§ TEXT BLOCK
━━━━━━

In the context of a conversation about 1:1 technology learning initiatives and school reform, the author of the Left Lane Ends blog asks:
So, where do we begin? …I am in full agreement… on the need for a dramatic changed [sic] in the process that entangles our education system. Yet I also believe that it is only through tried attempts, both good and bad, that we will ever come to realize our goal of reforming curriculum.
We begin, I think, by defining what we believe is high quality teaching and learning. And that, unfortunately, requires a major revolution today.
It is almost impossible for people (at least the Texans I mostly have contact with currently in 2006) to discuss education without assuming that we must have standardized measures of student performance. Many people cannot even conceive of the day (which was not too long ago actually) when students went to school, teachers taught, and everyone was not freaked out over statewide assessments and tests.
I am going to take this issue head on in my keynote at the TCEA CAMP-SIG meeting in Austin in two weeks on February 8th. The title of my presentation is “Cultivating Digital Literacy Through Blogging and Podcasting.” What I plan to start with is the HUGE contradiction that exists in the minds of many, but perhaps mostly our business community, in simultaneously advocating for a vehement focus on student test scores alongside calls for 21st century digital literacy skills for the workforce.
These ideas are congealing for me as I write more on my doctoral dissertation, which is focusing on the ways we define “success” in 1:1 laptop initiatives like TxTIP. For most people I think (legislators included), it is an article of faith that raising student academic performance as measured by standardized test scores should be the goal of any school reform initiative: those which involve technology or others.
I disagree. Raised test scores should be a byproduct of our primary focus, which should be cultivating learning environments rich in 21st century skill development. Our myopic state and now national level focus on test scores is producing student and teacher casualties all over the place, and is NOT creating the sort of public education system we need for our nation or I want for my own children. And isn’t the lens of viewing what we want for our own children the most basic and persuasive framework for analyzing education?

━━━━━━

§ REQUIREMENTS
1. In the school reform post, what is the title of the author's keynote presentation?
2. Carry on the school reform post after its final sentence.
The lines have no connection to the school reform post.

§ LISTED ENTRIES
━━━━━━

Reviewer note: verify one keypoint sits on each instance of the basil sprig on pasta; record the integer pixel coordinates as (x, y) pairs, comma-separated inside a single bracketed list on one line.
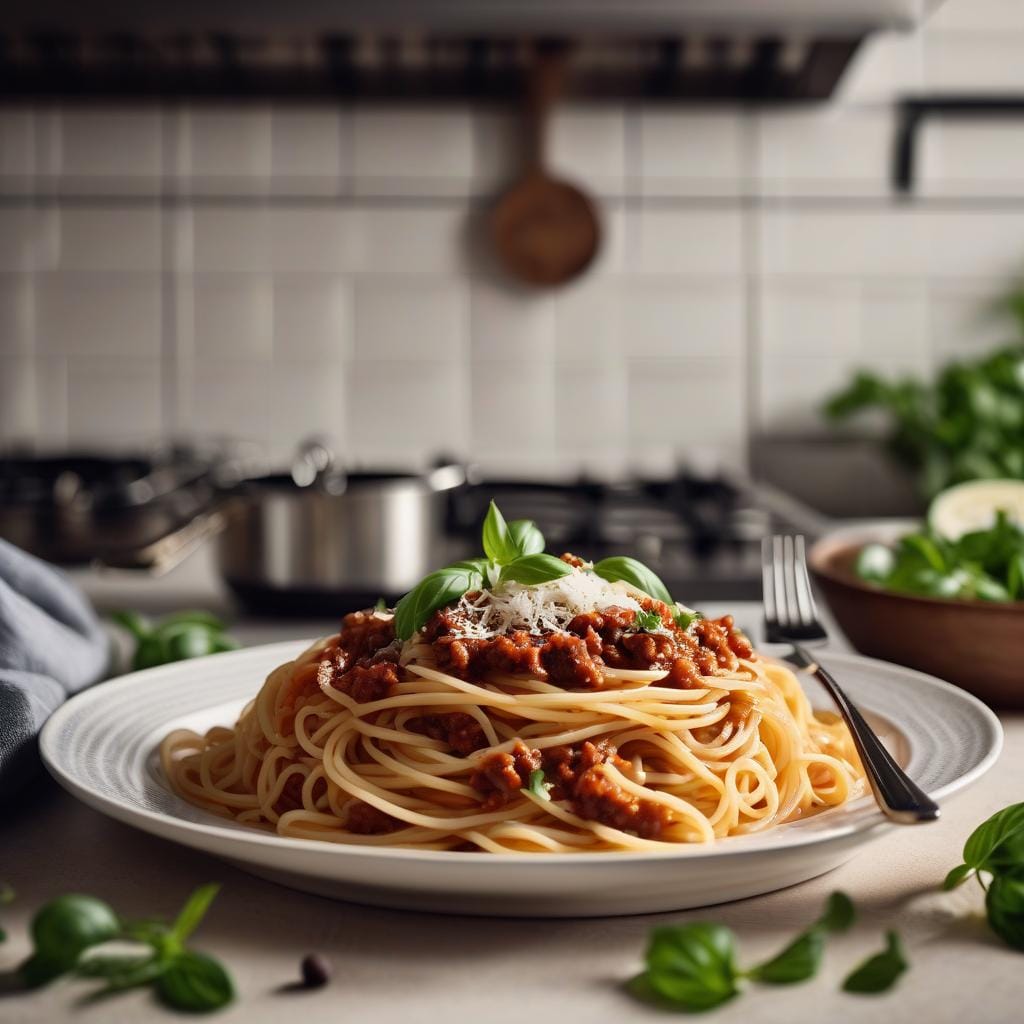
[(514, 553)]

━━━━━━

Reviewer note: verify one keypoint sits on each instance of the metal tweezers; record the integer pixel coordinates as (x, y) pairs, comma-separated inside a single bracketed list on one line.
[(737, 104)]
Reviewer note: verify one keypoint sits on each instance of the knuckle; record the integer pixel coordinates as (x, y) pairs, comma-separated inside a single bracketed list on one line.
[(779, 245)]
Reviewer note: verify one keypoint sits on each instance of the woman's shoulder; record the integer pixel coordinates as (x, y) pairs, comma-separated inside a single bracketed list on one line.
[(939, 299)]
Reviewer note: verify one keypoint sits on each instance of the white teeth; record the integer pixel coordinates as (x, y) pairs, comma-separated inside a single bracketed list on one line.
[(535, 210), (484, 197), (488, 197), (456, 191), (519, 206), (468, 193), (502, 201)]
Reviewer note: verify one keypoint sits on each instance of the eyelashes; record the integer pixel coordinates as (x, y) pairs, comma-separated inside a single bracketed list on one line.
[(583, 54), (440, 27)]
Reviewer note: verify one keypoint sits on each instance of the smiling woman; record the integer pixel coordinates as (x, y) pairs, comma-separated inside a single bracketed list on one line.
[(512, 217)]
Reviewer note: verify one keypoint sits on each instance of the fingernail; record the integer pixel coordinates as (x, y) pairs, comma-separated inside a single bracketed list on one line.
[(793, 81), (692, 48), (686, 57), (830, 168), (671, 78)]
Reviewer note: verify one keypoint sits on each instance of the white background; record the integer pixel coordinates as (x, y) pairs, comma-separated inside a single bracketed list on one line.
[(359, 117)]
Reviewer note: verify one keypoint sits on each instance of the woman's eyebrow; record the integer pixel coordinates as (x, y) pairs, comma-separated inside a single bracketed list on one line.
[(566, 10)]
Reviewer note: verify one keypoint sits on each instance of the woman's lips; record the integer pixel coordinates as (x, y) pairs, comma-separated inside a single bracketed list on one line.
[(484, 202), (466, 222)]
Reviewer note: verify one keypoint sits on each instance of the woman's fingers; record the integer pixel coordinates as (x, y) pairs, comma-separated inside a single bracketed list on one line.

━━━━━━

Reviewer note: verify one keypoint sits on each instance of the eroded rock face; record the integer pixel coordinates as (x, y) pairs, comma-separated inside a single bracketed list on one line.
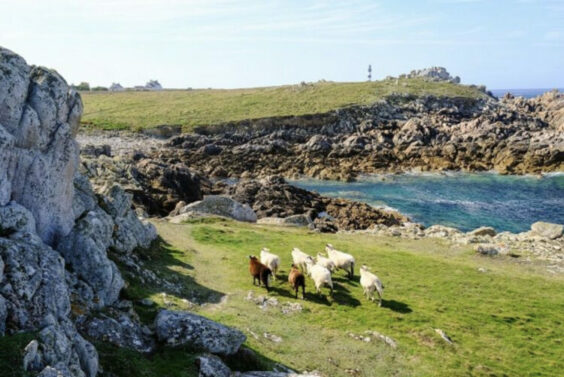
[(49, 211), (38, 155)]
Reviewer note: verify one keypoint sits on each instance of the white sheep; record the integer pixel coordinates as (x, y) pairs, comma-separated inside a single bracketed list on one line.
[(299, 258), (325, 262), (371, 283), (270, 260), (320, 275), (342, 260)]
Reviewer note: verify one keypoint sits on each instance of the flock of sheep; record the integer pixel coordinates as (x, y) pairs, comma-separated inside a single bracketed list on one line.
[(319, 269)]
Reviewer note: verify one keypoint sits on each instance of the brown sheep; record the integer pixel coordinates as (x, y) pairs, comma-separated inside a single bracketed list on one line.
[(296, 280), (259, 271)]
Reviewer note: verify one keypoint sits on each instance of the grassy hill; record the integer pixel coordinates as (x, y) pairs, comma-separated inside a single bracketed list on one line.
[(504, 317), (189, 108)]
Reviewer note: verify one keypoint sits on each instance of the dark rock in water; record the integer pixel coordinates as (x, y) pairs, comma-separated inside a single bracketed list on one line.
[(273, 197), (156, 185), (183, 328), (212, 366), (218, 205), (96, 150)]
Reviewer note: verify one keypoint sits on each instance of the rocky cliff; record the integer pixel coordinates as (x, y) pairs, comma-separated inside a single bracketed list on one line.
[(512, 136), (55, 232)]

━━━━━━

§ ANSWER LIST
1. "Cultivating Digital Literacy Through Blogging and Podcasting."

2.
We need, as a body politic, to reconcile our goals of wanting student achievement to improve, and simultaneously wanting students to acquire digital literacy skills. I am not exactly sure why, but this is a major NO KIDDING fact that somehow seems to elude our state legislators in Texas. When legislators tell school districts, “Do everything you can to improve student test scores,” everything beings to roll downhill. Principals have a myopic focus on test scores, and they attempt (usually successfully) to force their teachers to have the same perspective in the classroom on a daily basis. This legislative formula, now embodied in our former governor and now President’s NCLB program does NOT naturally lead to the following educational outcomes:
- Students engaged in collaborative learning projects.
- School curricula and student assignments situated in meaningful and engaging contexts of problem-based learning.
- Students and teachers creatively tackling problems with out-of-the box thinking.
- Students developing a love of writing, a love of learning, and an intrinsic desire to keep “doing school” because it is so engaging, fun, and worthwhile.
I, for at least one, have absolutely HAD IT with policymakers who seem to have the attitude that they don’t really care about these negative educational outcomes, because all their own children and grandchildren are either in private schools (outside the punitive reach of the state education agency’s “cat ‘o nine tails” accountability system) or in home schools. In fact, I think for our upcoming elections, as voters we should know exactly where the students our federal and state legislative candidates go to school.
Toward this end, I have started an open wiki (http://texaseducation.wikispaces.com) others can contribute to also in finding answers to these questions.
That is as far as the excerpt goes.